- **Text**:
= = = =

Probably not the answer they were looking for, but it was the first thing that came into my head.

def add_1(x): return sum([1,x])

Python.

Too simple? I didn't use any of the signs, and it demonstrates knowledge of the python standard library!

EDIT: Whoops, seems the idea of using the sum() function (or operator) has been dismissed elsewhere. Time to study some more languages, I think.

(comment deleted)
I have the proper Enterprise version:

    def increment(a):
        import urllib2
        url = "http://www.html2xml.nl/Services/Calculator/Version1/Calculator.asmx/Add?a=%d&b=1" % a       
        result = urllib2.urlopen(url).read() 
        from xml.dom.minidom import parseString
        result = parseString(result)
        return int(result.getElementsByTagName('int')[0].childNodes[0].data)
I'm pretty sure that's not a valid solution. Its the same as using Math.sum(). While it evaluates your resourcefulness, the point of the question, I think, is to figure out your knowledge and creative thinking
php solution provided number is a positive int :

round($n.'.9')

If it is just about not using +,-,* or / operators, we can do it by using "++" operator.

x=n++;

if n is an integer, I believe this works:

https://gist.github.com/1063990

uses only bit shits, bitwise XOR, and bitwise AND

I would imagine they meant not to use the operations, not just the symbols.

Basically replicate the carry process in the form of bit ops:

    def inc(n):
        x = 1
        while n & 1 == 1:
            n = n >> 1
            x = x << 1
        n = n | 1
        while not x == 1:
            x = x >> 1
            n = n << 1
        return n

= = = =

Records excerpted from a collection
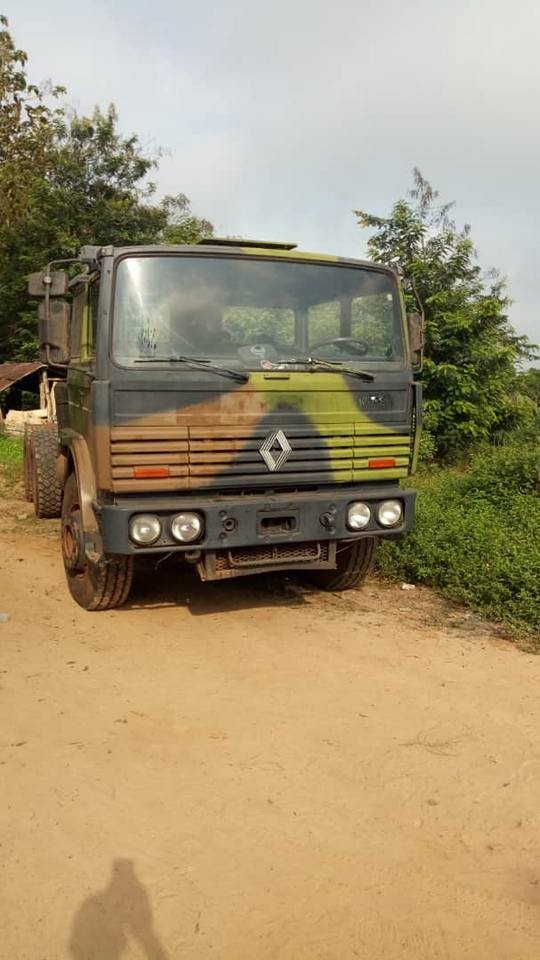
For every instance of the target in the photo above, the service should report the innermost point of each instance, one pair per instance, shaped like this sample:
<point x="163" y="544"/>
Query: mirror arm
<point x="47" y="280"/>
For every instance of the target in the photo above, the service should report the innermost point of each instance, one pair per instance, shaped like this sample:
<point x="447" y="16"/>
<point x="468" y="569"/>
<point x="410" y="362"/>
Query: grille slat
<point x="206" y="457"/>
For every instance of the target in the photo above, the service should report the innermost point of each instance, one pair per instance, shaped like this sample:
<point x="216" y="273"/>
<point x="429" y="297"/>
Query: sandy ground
<point x="250" y="771"/>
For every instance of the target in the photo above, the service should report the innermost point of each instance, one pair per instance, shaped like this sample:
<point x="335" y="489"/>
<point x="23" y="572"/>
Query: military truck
<point x="243" y="406"/>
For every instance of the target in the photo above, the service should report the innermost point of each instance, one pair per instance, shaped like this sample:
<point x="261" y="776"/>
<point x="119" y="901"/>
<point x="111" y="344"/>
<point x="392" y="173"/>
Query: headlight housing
<point x="358" y="516"/>
<point x="186" y="527"/>
<point x="145" y="529"/>
<point x="390" y="513"/>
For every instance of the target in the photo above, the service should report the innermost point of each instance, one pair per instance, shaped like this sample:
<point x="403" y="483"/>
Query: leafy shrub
<point x="11" y="454"/>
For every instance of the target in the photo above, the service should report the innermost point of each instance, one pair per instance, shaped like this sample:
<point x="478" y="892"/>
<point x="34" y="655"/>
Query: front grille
<point x="230" y="457"/>
<point x="265" y="555"/>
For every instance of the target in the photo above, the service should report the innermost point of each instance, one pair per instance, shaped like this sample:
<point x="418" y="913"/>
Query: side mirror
<point x="54" y="332"/>
<point x="416" y="327"/>
<point x="56" y="282"/>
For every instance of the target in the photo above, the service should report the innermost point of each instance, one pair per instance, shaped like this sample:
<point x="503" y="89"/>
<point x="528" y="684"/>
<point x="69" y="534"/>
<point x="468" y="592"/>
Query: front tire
<point x="94" y="585"/>
<point x="354" y="562"/>
<point x="40" y="480"/>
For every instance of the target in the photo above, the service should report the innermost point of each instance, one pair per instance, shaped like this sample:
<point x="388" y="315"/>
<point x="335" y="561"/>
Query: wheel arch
<point x="77" y="460"/>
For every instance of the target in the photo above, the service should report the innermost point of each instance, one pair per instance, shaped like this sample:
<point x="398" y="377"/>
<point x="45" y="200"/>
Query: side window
<point x="90" y="298"/>
<point x="372" y="320"/>
<point x="77" y="312"/>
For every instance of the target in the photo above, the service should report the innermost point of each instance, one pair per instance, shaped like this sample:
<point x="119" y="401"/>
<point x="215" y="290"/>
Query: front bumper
<point x="242" y="521"/>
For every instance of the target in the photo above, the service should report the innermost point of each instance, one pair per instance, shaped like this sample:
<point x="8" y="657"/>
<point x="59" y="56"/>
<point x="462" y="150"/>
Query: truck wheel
<point x="93" y="585"/>
<point x="46" y="491"/>
<point x="354" y="562"/>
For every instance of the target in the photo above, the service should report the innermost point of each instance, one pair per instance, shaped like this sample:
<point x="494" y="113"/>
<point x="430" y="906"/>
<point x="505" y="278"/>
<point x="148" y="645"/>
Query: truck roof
<point x="213" y="246"/>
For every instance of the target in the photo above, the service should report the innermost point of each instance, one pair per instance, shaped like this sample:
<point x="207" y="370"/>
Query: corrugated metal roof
<point x="13" y="372"/>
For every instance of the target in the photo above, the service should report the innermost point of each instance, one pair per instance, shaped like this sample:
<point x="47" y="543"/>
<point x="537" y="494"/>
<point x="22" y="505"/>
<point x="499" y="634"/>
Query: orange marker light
<point x="151" y="473"/>
<point x="380" y="462"/>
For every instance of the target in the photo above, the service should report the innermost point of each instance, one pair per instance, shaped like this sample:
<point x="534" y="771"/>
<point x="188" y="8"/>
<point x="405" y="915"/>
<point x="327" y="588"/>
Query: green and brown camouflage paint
<point x="208" y="435"/>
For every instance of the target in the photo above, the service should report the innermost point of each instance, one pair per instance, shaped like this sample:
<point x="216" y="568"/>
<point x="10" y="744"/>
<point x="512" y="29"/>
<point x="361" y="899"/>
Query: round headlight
<point x="358" y="516"/>
<point x="186" y="527"/>
<point x="390" y="513"/>
<point x="145" y="529"/>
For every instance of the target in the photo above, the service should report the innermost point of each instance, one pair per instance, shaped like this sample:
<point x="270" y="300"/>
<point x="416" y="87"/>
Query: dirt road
<point x="246" y="771"/>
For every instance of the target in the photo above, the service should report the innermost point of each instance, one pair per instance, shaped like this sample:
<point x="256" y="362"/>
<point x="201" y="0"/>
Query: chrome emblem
<point x="275" y="450"/>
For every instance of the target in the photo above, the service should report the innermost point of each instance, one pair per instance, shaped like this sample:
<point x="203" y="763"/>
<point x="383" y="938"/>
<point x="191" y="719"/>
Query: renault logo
<point x="275" y="450"/>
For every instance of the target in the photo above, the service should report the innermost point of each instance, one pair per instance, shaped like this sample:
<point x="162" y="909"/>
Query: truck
<point x="242" y="406"/>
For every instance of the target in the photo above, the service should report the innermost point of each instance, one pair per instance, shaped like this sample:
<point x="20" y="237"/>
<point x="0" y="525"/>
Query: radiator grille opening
<point x="267" y="554"/>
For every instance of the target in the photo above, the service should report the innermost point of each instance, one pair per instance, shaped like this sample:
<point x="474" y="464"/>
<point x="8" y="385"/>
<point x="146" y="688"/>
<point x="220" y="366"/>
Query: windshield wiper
<point x="316" y="363"/>
<point x="199" y="363"/>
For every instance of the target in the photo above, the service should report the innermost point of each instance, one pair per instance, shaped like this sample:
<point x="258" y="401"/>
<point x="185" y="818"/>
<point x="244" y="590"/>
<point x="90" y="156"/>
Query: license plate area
<point x="282" y="523"/>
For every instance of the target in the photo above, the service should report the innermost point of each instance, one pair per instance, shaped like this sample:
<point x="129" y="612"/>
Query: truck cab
<point x="247" y="407"/>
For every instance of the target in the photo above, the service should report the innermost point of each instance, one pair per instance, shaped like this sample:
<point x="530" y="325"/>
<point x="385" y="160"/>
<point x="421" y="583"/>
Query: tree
<point x="68" y="180"/>
<point x="470" y="380"/>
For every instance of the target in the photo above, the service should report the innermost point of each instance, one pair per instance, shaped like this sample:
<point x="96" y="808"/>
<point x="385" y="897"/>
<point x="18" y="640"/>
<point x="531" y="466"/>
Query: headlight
<point x="145" y="529"/>
<point x="390" y="513"/>
<point x="358" y="516"/>
<point x="186" y="527"/>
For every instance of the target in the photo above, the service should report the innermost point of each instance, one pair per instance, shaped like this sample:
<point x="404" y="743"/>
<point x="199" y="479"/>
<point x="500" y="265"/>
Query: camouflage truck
<point x="243" y="406"/>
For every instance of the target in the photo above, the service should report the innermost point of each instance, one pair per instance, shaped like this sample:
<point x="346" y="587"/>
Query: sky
<point x="278" y="119"/>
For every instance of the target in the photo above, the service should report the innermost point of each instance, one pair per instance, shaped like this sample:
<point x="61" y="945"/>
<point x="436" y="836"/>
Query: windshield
<point x="254" y="313"/>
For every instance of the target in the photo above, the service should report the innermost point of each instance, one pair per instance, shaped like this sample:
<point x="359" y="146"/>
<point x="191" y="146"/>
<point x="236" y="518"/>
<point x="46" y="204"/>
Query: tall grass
<point x="477" y="536"/>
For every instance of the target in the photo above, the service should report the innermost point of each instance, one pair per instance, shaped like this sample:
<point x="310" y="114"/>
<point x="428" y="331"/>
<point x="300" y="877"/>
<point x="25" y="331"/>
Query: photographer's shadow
<point x="106" y="920"/>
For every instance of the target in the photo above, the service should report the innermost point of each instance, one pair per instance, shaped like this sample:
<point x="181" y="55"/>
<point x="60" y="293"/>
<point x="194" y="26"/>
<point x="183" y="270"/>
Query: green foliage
<point x="472" y="390"/>
<point x="11" y="455"/>
<point x="65" y="181"/>
<point x="476" y="536"/>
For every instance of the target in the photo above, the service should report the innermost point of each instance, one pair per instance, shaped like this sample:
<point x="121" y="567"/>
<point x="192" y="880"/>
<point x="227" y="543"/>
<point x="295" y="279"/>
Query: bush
<point x="476" y="537"/>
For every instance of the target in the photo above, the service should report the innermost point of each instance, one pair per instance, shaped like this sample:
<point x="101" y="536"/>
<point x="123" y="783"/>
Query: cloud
<point x="279" y="119"/>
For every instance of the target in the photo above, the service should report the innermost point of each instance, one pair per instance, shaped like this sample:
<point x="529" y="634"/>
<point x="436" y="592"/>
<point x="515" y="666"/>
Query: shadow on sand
<point x="106" y="920"/>
<point x="175" y="584"/>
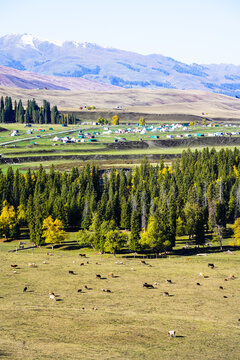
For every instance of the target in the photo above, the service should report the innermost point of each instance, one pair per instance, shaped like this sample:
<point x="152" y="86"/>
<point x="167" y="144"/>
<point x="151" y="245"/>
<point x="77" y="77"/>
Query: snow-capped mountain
<point x="112" y="66"/>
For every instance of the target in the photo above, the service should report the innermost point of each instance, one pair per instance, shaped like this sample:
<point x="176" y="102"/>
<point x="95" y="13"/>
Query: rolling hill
<point x="163" y="101"/>
<point x="113" y="66"/>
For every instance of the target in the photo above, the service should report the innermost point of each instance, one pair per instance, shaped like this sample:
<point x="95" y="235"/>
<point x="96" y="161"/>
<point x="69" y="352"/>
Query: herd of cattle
<point x="54" y="297"/>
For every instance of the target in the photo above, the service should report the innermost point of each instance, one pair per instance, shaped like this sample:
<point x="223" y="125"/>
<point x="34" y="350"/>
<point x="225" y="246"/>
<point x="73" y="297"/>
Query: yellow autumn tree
<point x="236" y="230"/>
<point x="142" y="121"/>
<point x="115" y="120"/>
<point x="7" y="219"/>
<point x="53" y="231"/>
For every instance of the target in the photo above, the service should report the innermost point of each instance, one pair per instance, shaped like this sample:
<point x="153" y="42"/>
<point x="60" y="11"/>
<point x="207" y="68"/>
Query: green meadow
<point x="130" y="322"/>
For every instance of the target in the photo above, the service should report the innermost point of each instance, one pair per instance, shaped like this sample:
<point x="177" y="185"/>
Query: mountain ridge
<point x="115" y="67"/>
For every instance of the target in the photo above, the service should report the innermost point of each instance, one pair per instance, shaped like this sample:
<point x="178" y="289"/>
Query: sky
<point x="192" y="31"/>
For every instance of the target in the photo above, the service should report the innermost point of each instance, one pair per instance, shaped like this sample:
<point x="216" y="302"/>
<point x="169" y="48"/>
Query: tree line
<point x="143" y="208"/>
<point x="11" y="113"/>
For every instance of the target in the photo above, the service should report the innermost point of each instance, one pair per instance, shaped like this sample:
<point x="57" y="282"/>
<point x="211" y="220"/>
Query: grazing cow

= = = =

- **Your instructions**:
Answer these questions about the forum thread above, each in a few words.
1. Which Python function does the first solution use to add 1 to x?
2. Which module does the "Enterprise version" import to open the calculator URL?
3. What PHP expression does the solution for a positive int use?

- **Result of the task**:
1. sum()
2. urllib2
3. round($n.'.9')